**Records contained in a dataset**
###

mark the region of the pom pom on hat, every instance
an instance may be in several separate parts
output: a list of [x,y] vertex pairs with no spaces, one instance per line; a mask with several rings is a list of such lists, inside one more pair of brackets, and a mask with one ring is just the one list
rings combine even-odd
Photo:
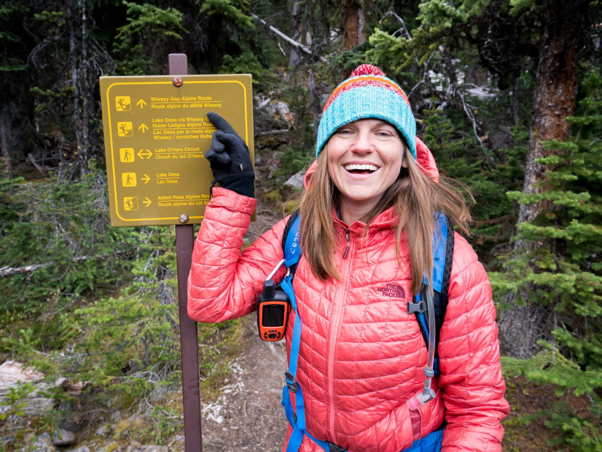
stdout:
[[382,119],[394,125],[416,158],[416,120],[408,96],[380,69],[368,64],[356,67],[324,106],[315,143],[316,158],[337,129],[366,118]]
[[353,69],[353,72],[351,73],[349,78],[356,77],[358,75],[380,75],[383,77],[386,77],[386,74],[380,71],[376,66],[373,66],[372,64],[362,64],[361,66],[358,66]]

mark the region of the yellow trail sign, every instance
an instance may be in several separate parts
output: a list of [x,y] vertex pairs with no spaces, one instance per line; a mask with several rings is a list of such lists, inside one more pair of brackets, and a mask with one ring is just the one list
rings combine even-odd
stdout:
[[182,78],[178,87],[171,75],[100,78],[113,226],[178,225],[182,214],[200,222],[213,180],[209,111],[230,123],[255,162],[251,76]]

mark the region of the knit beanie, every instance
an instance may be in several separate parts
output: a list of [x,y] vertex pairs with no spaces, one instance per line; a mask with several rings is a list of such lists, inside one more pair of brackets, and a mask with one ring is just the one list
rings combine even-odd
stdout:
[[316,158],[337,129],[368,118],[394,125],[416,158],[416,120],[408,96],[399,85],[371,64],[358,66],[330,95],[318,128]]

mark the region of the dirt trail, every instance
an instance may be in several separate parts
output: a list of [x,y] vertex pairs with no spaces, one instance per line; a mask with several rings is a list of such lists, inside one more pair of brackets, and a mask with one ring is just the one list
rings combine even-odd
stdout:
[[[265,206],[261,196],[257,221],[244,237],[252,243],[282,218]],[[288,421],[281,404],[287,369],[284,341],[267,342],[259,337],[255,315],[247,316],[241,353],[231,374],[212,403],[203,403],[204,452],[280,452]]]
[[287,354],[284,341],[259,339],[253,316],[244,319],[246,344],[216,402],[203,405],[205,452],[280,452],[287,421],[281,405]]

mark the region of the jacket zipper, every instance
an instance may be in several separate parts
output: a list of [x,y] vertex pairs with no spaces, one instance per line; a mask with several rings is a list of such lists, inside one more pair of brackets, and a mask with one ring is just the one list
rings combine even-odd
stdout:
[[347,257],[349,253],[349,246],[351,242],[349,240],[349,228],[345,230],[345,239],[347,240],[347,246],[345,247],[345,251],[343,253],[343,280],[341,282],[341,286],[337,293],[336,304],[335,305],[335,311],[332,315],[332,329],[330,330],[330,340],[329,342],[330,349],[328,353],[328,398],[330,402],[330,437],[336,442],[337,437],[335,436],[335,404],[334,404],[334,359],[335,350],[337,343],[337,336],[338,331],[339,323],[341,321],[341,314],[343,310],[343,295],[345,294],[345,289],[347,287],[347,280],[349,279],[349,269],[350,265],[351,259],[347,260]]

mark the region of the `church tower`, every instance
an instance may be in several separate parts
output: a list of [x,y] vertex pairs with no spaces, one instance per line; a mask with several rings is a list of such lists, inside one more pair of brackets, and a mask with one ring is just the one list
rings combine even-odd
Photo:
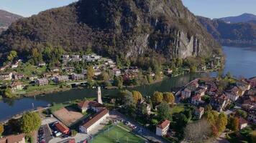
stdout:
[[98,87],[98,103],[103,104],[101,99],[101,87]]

###

**INSTRUCTIONS FOR THE TASK**
Every line should be retyped exactly, with the pictures omitted.

**RESULT OF THIS TASK**
mark the region of the pom pom on hat, every instance
an instance may be in several separate parts
output: a list of [x,y] vertex pairs with no spaces, one instance per line; a mask with several rings is a list of such lists, inside one more pair of brackets, and a mask with one ring is just the one list
rings combine even-odd
Photo:
stdout:
[[382,119],[394,125],[416,158],[416,120],[408,96],[380,69],[368,64],[356,67],[324,106],[315,143],[316,158],[337,129],[366,118]]
[[353,69],[353,72],[351,73],[349,78],[356,77],[358,75],[380,75],[383,77],[386,77],[386,74],[380,71],[376,66],[373,66],[372,64],[362,64],[361,66],[358,66]]

mark the region of the yellow trail sign, every instance
an instance may be in several separate parts
output: a list of [x,y] vertex pairs with no spaces, one instance per line; a mask with several rings is a list of such lists, inside one more pair of brackets, and a mask with one ring is just the one list
rings combine even-odd
stdout:
[[182,78],[178,87],[171,75],[100,78],[113,226],[178,225],[182,214],[200,222],[213,180],[209,111],[230,123],[255,162],[251,76]]

mark the region of the knit beanie, every instance
an instance may be in several separate parts
output: a list of [x,y] vertex pairs with no spaces, one instance per line; a mask with several rings is a list of such lists, inside one more pair of brackets, and a mask with one ring is just the one list
rings combine even-odd
stdout:
[[316,158],[337,129],[368,118],[394,125],[416,158],[416,120],[408,96],[399,85],[371,64],[358,66],[330,95],[318,128]]

mark the region of the dirt trail, every instance
an instance may be in several separate parts
output: a list of [x,y] vertex pairs with no spaces, one instance per line; a mask with several rings is a list of such lists, inside one more pair of brackets, and a mask with one ring is just the one list
rings combine even-odd
stdout:
[[[265,206],[261,196],[257,221],[244,237],[252,243],[282,218]],[[288,421],[281,404],[287,369],[284,341],[267,342],[259,337],[255,315],[247,316],[241,353],[231,374],[212,403],[203,403],[204,452],[280,452]]]
[[287,354],[284,341],[259,339],[253,316],[244,319],[246,344],[216,402],[203,405],[205,452],[280,452],[287,421],[281,405]]

mark the region of the jacket zipper, every instance
an instance may be in several separate parts
output: a list of [x,y] vertex pairs with no spaces, one instance per line; a mask with several rings is a list of such lists, inside one more pair of brackets, and a mask with one ring is just the one list
rings combine even-odd
stdout:
[[347,257],[349,253],[349,246],[351,242],[349,240],[349,228],[345,230],[345,239],[347,240],[347,246],[345,247],[345,251],[343,253],[343,280],[341,282],[341,286],[337,293],[336,304],[335,305],[335,311],[332,315],[332,329],[330,330],[330,340],[329,342],[330,349],[328,353],[328,398],[330,402],[330,437],[336,442],[337,437],[335,436],[335,404],[334,404],[334,359],[335,350],[337,343],[337,336],[338,331],[339,323],[341,321],[341,314],[343,310],[343,295],[345,294],[345,289],[347,287],[347,280],[349,279],[349,269],[350,265],[351,259],[347,260]]

mark the region of the `church tower`, every instance
an instance may be in several separate parts
output: a list of [x,y] vertex pairs with no spaces, one instance per line; a mask with several rings is a list of such lists, inside one more pair of brackets, and a mask with one ring is just the one list
rings combine even-odd
Photo:
stdout:
[[98,87],[98,103],[103,104],[101,99],[101,87]]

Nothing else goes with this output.